* _任务目标 1_
请把选段中从“以下示例查询一个字符串以确定它所包含的数字数量。”到“c in stringQuery)”的这一段逐字抄录下来。
* _任务目标 2_
按照选段的说法,对指定词计数时,首先要调用哪个方法来创建字词数组?

* _选段_
++++++++

如何:使用 LINQ 查询字符串

字符串存储为字符序列。 作为字符序列,可以使用 LINQ 查询它们。 本文中提供了几个示例查询,可查询不同字符或字词的字符串、筛选字符串,或将查询与正则表达式混合。

如何查询字符串中的字符

以下示例查询一个字符串以确定它所包含的数字数量。

string aString = "ABCDE99F-J74-12-89A";

// Select only those characters that are numbers
var stringQuery = from ch in aString
                  where Char.IsDigit(ch)
                  select ch;

// Execute the query
foreach (char c in stringQuery)
    Console.Write(c + " ");

// Call the Count method on the existing query.
int count = stringQuery.Count();
Console.WriteLine($"Count = {count}");

// Select all characters before the first '-'
var stringQuery2 = aString.TakeWhile(c => c != '-');

// Execute the second query
foreach (char c in stringQuery2)
    Console.Write(c);
/* Output:
  Output: 9 9 7 4 1 2 8 9
  Count = 8
  ABCDE99F
*/

前面的查询演示了如何将字符串视为字符序列。

如何对某个词在字符串中出现的次数计数

以下示例演示如何使用 LINQ 查询对指定词在字符串中出现的次数进行计数。 要执行计数,请首先调用 Split 方法来创建字词数组。 使用 Split 方法会产生性能成本。 如果仅对字符串执行字词计数操作,请考虑改用 MatchesIndexOf 方法。

string text = """

++++++++

* _源数据_
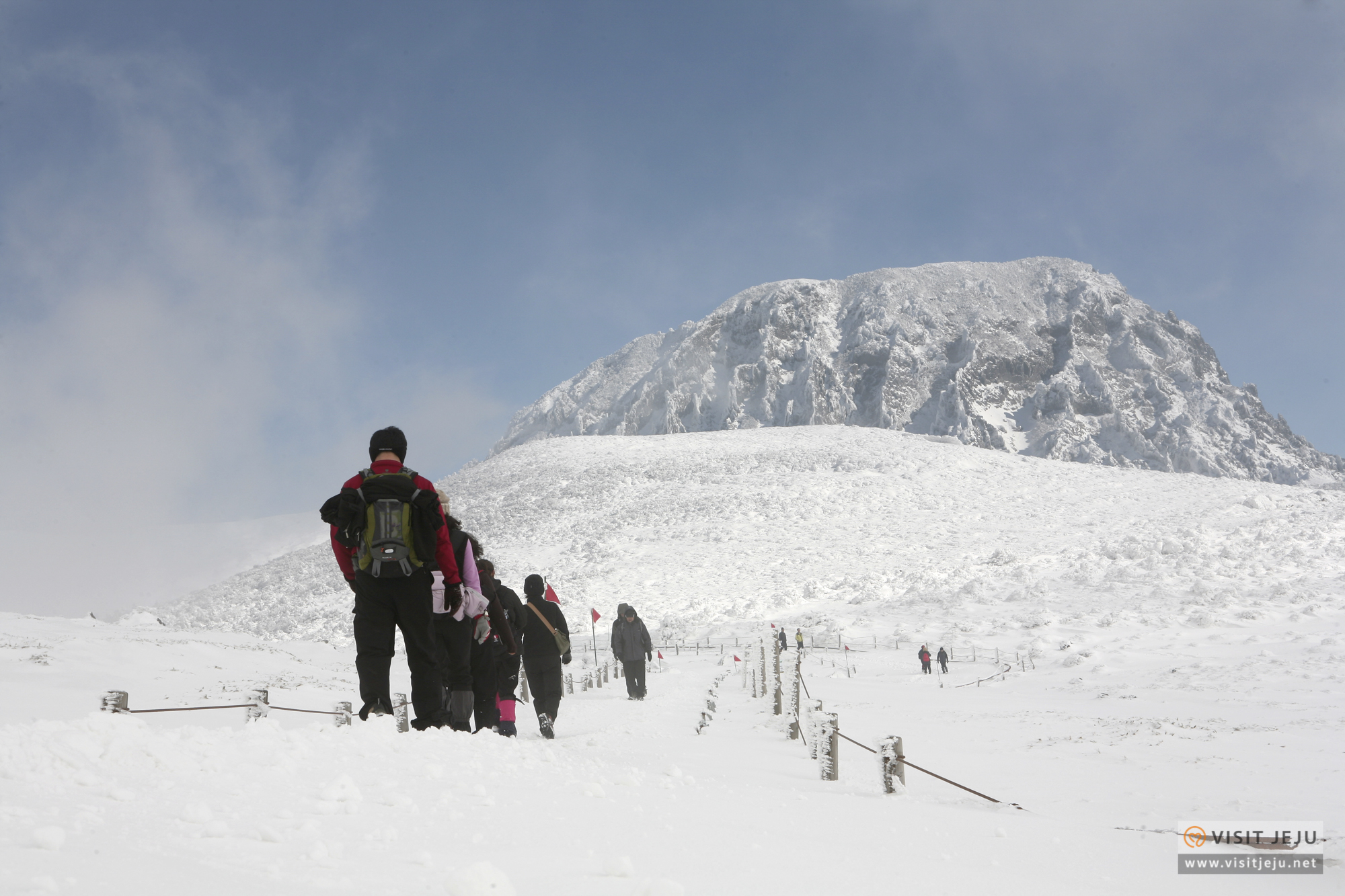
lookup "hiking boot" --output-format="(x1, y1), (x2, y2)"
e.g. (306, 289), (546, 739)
(359, 697), (393, 721)
(448, 690), (476, 733)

++++++++

* _解答 1_
以下示例查询一个字符串以确定它所包含的数字数量。

string aString = "ABCDE99F-J74-12-89A";

// Select only those characters that are numbers
var stringQuery = from ch in aString
                  where Char.IsDigit(ch)
                  select ch;

// Execute the query
foreach (char c in stringQuery)

* _解答 2_
Split 方法。